Exercise instructions:
Copy out the entries below word for word, from the line with "Locate the smoke-filled" up to and including the line with "column 253, row 218".

Data for this task:
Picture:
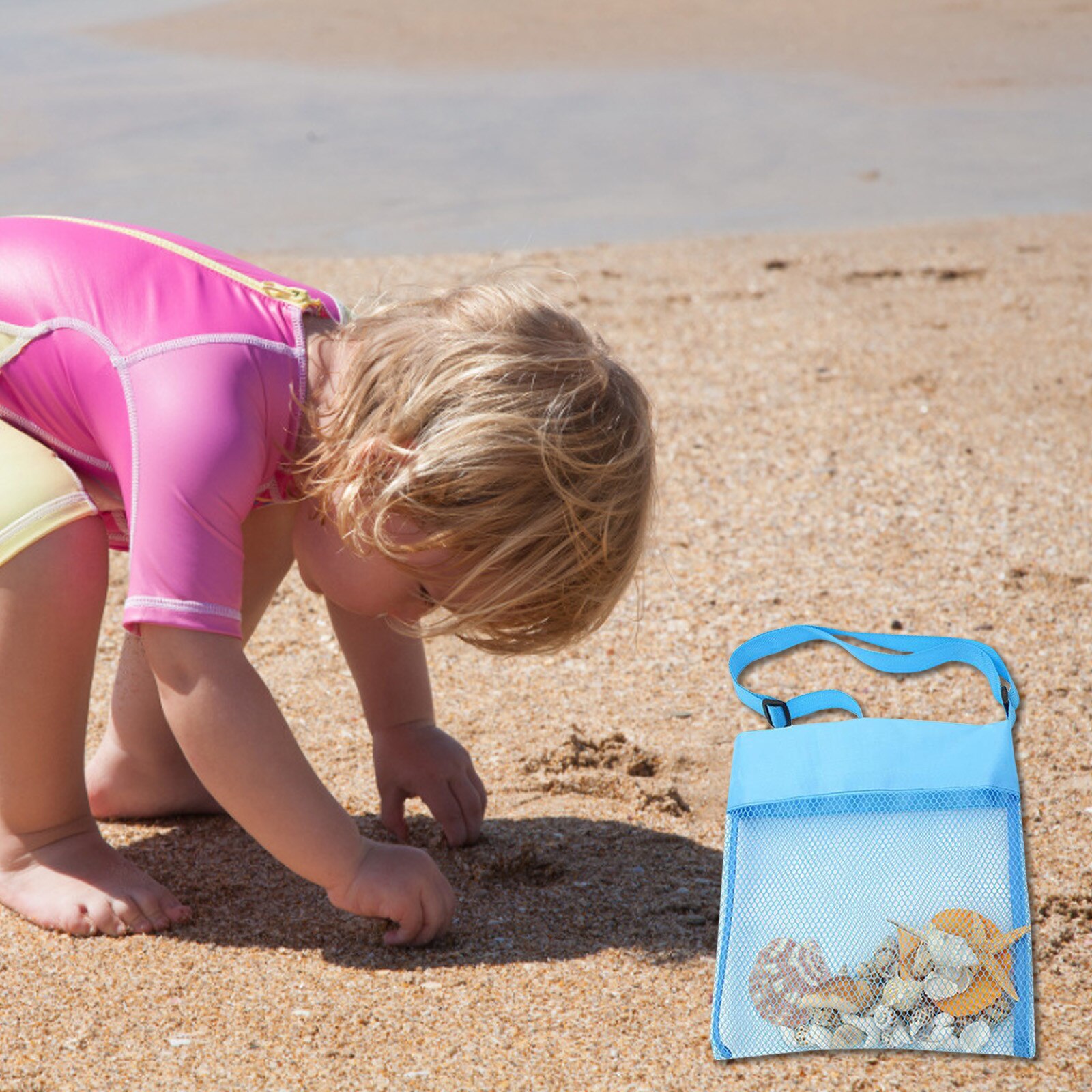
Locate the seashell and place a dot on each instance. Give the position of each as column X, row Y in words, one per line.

* * *

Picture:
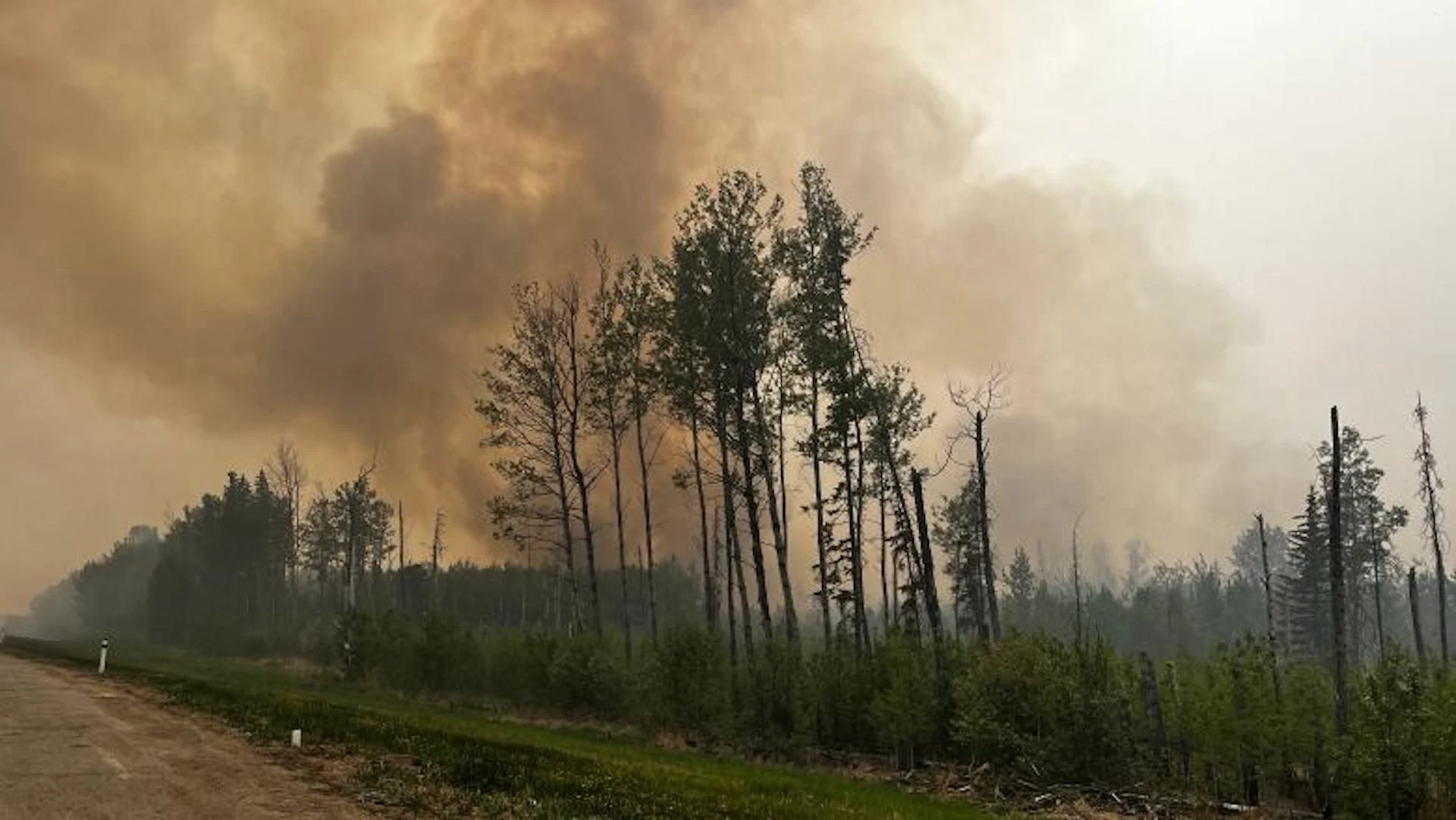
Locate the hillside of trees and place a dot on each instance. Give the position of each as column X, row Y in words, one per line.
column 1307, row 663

...

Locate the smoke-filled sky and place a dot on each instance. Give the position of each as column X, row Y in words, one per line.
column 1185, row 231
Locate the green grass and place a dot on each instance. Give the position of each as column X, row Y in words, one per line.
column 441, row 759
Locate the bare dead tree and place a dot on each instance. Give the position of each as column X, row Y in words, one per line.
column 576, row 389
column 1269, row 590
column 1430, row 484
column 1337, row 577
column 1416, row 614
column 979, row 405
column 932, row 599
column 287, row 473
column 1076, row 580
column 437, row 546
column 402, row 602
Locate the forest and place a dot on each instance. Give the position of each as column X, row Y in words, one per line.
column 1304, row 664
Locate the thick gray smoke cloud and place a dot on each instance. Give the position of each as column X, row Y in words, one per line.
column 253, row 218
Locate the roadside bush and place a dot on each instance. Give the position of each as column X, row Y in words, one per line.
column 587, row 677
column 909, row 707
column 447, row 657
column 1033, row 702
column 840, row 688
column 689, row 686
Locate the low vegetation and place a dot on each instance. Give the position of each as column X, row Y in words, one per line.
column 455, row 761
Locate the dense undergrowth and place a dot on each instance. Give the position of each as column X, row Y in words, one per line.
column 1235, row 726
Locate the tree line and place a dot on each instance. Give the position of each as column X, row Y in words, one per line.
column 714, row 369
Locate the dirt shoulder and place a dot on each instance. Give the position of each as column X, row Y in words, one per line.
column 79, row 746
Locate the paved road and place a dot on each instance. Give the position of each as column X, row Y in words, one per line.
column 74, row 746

Complete answer:
Locate the smoke-filled sky and place a dot on each instance. Give the position of each as column X, row Y in words, one per line.
column 1185, row 231
Locate the green grass and place a dot on each instance. Give the position of each as column X, row Y in words, one per line.
column 441, row 759
Locate the bare dead tree and place a dot on each instance. Give the position of each as column X, row Y in words, one per line.
column 576, row 389
column 1269, row 590
column 1430, row 484
column 1337, row 577
column 1416, row 614
column 979, row 405
column 932, row 599
column 287, row 473
column 1076, row 580
column 437, row 546
column 402, row 602
Locate the forest and place a dot on each instance. Give the position of each as column X, row Y in words, one per line.
column 1304, row 664
Locate the thick gray smoke cloud and place a dot on each instance. Give the position of each as column X, row Y in words, one per line.
column 253, row 218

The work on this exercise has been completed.